[SUPPLIED TEXT]
*** Begin section ***

Donald Trump’s return to the White House is expected to bring new dynamics to U.S. international trade policy, with possible shifts that could impact global markets. Known for his “America First” stance, Trump has historically taken a protectionist approach, aiming to reshape trade agreements and reduce trade deficits by bolstering American manufacturing and workforce opportunities. With his return, industries worldwide are anticipating how these policies may unfold and affect key regions like China, Europe, and North America.
Revisiting China Trade Policies
During his first term, Trump redefined the U.S. stance toward China, labelling the country as a “strategic competitor” and imposing significant tariffs on Chinese imports, triggering a trade war that rippled through global markets. Despite efforts to mitigate these tensions, relations soured further amidst the COVID-19 pandemic, with Trump amplifying his critiques of China’s economic practices. The Biden administration kept many of these tariffs intact, yet Trump’s return could mean an even harder line with additional tariffs or restrictive measures aimed at reducing U.S. reliance on Chinese goods.
With Trump’s strong stance on trade fairness, he may also push U.S. companies to reshore more manufacturing jobs, potentially through tax incentives or penalties on businesses that outsource jobs. While popular among domestic industries looking to compete on more favourable terms, such moves could strain supply chains and impact consumer costs.
Strengthening Trade with North America
In Trump’s previous tenure, he negotiated the United States-Mexico-Canada Agreement (USMCA), which replaced NAFTA. This updated trade deal emphasised labour protections, environmental standards, and stricter country-of-origin requirements for products like automobiles. Trump is expected to continue focusing on enhancing U.S. manufacturing through partnerships within North America, while likely pushing Mexico and Canada to uphold USMCA provisions more rigorously.

*** End section ***

[EXPLORE THE MATERIAL]
(a) Using the article on Trump's trade policy, explain in one to three sentences what his protectionist approach has historically aimed to achieve and by what means.
(b) According to the article on Trump's trade policy, which trade agreement did the USMCA replace?
The material that follows has no connection to the article on Trump's trade policy.

Natural-language data for grounding objects
*** Begin section ***

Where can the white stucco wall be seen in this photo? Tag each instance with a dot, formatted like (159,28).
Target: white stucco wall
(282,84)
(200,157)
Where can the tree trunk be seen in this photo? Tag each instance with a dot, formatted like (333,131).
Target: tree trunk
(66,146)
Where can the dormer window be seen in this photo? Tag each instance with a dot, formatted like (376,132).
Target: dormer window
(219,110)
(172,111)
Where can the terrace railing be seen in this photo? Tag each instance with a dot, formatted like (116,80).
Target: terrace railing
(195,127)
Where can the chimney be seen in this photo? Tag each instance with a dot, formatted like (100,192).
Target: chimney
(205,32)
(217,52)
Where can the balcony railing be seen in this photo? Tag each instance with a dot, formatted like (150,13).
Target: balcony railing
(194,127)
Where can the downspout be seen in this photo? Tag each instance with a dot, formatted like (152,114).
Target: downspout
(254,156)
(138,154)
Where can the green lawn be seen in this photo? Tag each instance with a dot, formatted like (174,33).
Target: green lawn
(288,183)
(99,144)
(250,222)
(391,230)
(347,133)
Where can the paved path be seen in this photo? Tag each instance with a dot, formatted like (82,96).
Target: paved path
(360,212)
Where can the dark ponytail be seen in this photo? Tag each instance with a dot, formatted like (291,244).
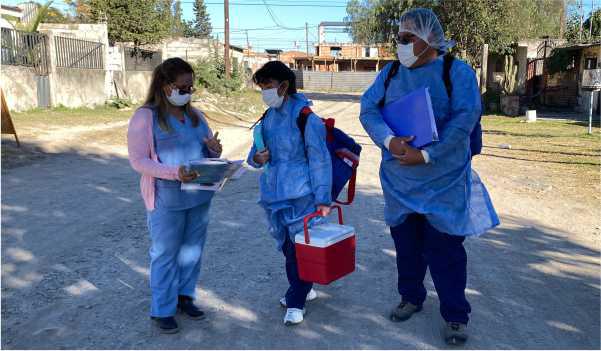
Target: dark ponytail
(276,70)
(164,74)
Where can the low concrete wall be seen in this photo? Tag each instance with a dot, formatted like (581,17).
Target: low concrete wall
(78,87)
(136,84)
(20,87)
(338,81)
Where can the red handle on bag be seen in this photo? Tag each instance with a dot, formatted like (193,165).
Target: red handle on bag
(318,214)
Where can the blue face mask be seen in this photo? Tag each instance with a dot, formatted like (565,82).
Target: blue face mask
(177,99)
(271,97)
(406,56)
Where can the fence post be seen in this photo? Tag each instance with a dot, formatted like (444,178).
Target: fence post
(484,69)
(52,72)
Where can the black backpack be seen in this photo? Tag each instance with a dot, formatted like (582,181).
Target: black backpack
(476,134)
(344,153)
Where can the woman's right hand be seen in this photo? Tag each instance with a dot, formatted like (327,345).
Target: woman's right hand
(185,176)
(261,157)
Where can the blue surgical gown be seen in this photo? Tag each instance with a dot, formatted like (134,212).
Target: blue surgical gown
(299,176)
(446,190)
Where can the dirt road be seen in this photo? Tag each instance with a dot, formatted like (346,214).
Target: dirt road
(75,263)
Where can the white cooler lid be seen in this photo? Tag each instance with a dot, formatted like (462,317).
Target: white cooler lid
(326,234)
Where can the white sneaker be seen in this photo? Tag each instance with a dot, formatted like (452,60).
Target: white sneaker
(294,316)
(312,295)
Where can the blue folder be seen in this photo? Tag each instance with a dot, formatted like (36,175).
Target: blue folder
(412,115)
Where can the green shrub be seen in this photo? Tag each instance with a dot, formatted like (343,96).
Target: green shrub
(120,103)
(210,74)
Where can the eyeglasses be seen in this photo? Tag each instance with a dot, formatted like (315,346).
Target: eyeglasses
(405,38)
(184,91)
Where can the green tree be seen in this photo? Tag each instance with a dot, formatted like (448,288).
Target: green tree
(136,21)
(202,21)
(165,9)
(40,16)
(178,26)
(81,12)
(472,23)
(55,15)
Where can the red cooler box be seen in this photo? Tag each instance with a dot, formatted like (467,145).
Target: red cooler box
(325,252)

*** End section ***

[EXPECTED RESPONSES]
(a) His protectionist approach has aimed to reshape trade agreements and reduce trade deficits. It seeks to do this by bolstering American manufacturing and workforce opportunities.

(b) It replaced NAFTA.